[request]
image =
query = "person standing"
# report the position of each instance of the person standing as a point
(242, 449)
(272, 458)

---

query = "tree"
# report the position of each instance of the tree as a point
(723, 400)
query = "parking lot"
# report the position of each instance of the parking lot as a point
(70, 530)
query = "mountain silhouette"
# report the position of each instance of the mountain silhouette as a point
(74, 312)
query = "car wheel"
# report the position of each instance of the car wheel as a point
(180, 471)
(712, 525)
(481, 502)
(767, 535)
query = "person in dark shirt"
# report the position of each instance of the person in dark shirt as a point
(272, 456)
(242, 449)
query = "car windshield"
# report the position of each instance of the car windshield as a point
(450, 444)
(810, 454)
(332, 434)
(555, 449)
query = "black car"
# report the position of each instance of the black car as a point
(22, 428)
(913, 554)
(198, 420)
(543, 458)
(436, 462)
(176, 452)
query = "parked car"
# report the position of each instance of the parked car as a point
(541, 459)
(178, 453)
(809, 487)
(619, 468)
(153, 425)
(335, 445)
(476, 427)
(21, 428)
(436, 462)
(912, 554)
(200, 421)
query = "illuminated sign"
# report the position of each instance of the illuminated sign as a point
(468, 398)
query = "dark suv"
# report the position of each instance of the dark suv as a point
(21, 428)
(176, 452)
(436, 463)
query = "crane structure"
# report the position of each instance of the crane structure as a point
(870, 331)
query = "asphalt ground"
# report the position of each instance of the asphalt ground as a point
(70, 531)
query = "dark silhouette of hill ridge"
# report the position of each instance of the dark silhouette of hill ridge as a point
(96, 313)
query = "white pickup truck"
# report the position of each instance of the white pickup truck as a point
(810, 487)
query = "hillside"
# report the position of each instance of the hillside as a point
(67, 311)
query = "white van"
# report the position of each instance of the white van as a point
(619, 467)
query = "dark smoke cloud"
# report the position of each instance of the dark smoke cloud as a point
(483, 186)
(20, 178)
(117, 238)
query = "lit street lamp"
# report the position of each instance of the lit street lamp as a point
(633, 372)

---

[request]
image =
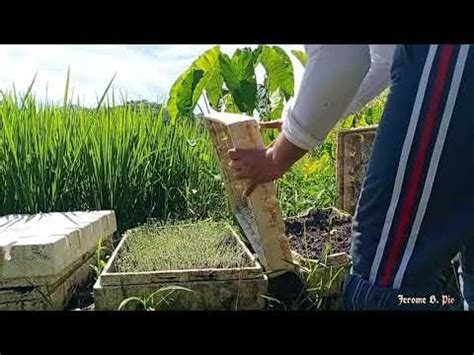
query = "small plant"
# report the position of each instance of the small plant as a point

---

Work to be completed: For an answer, give a copy of every line in the listing that holds the word "small".

Exercise response:
query = "small plant"
# report the position of each instance of the small plant as a point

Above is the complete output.